** TASK GOAL **
Reproduce the listing below, replacing each occurrence of "PixelLocator v2" with "BoxFinder v3" and leaving everything else unchanged.

-- START SUPPLIED MATERIAL --

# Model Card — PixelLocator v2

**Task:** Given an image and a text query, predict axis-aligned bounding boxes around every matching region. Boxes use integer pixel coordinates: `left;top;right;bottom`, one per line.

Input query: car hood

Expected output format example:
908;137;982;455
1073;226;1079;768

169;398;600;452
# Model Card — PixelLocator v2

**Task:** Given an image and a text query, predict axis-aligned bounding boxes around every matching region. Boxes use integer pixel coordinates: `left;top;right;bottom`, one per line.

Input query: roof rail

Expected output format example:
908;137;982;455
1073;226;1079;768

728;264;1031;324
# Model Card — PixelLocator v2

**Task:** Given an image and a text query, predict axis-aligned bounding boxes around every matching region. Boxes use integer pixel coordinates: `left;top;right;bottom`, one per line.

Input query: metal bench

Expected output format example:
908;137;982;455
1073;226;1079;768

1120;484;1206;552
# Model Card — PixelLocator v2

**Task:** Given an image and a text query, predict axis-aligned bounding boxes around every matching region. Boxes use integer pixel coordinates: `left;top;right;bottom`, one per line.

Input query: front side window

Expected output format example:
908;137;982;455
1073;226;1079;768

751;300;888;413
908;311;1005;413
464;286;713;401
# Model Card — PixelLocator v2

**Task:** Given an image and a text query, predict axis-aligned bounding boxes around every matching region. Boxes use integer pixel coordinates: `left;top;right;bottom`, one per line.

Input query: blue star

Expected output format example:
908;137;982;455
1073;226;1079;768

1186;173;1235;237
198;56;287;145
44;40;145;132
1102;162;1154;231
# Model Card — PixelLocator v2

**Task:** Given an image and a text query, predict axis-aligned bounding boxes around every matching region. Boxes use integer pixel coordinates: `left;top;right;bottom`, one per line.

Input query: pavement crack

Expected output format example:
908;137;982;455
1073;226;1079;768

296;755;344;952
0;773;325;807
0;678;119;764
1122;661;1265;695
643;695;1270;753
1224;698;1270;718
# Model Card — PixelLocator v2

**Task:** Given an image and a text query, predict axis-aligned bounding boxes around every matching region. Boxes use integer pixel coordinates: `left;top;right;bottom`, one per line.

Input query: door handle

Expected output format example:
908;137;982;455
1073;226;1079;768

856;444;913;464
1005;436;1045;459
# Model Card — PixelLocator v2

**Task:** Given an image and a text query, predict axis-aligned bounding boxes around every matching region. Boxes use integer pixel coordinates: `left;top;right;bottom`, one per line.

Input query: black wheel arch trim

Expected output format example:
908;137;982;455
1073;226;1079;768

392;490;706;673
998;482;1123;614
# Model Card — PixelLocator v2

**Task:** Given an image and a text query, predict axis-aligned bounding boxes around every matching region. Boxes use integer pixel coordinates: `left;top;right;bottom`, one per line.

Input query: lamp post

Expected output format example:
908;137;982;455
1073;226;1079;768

-- END SUPPLIED MATERIAL --

** TASK ANSWER **
# Model Card — BoxFinder v3

**Task:** Given an image and a text query, predict axis-aligned bounding boxes around every matching region. Boxes use integer pixel coordinates: `left;top;right;bottom`, one per line.

Input query: car hood

Expected output format example:
908;137;982;455
1073;226;1079;768

169;398;600;452
# Model Card — BoxFinder v3

**Task:** Given an image and a text query, predict axis-aligned bounding boxes around every matching region. Boxes use integer pixel coordinates: `left;top;right;bottom`, one per line.

Input query: roof rail

Expected output format example:
908;137;982;455
1073;226;1079;768

728;264;1031;324
# Model Card — BoxFinder v3

**Task:** Given an image and a text query, predict axis-aligned bounding boxes around every matching region. Boxes use integer pixel coordinates: `left;top;right;bottom`, one per line.

Input query: metal bench

Expected output format example:
908;137;982;455
1073;226;1079;768

1120;484;1206;552
# Model Card — BoxFinder v3

**Task:** Given an image and a text query, predict axis-aligned bounding boxes around every matching region. Boxes use integer pixel coordinates: `left;top;right;bottom`, one per line.

Input query: front side window

Expected output format example:
908;137;982;455
1073;226;1079;768

751;300;888;413
908;311;1005;413
464;286;713;401
# Model Card — BoxFinder v3

**Task:** Given an image and a text query, predict axis-aligned bounding boxes around every matching region. Boxes use integer pixel coordinates: `left;top;right;bottom`, one per line.

Input query: blue star

Expected output format example:
908;137;982;455
1073;226;1079;768

1186;173;1235;237
198;56;287;145
44;40;145;132
1102;162;1154;231
# Model Card — BoxFinder v3

**Task:** Given an image and a text query, predict axis-aligned bounding boxes around every matching region. Boxes use integer pixel coordinates: `left;top;right;bottom`, one per line.

Input query: pavement crack

Expected output format example:
908;137;982;455
1073;226;1079;768

296;755;344;952
0;773;325;807
0;678;119;764
1122;661;1265;695
643;695;1270;753
1224;698;1270;718
# Model Card — BoxFinder v3

**Task:** Given an image and a text query, predict axis-aligned bounding boxes around every matching region. Boxes use integer pixel coordinates: `left;top;right;bottom`, one per line.

Input query: door handle

Expected output format example:
908;137;982;455
1073;226;1079;768

856;444;913;464
1005;436;1045;459
# Model Card — BoxFinder v3

**Task:** Given an image and a text query, predict axis-aligned bounding boxes around every matching region. Boxes use integer pixel coordinates: `left;top;right;bottom`, one per line.

Input query: black wheel arch trim

Expected output format example:
908;137;982;455
1073;226;1079;768

392;490;706;673
998;482;1123;614
# Model Card — BoxFinder v3

**Task:** Given an image and a text query, predict axis-aligned bounding boxes around every matching region. Boxes use integer pixel coordinates: `left;top;right;bottom`, one per line.

Input query: lamp post

Expected output format example:
908;137;982;455
1073;226;1079;768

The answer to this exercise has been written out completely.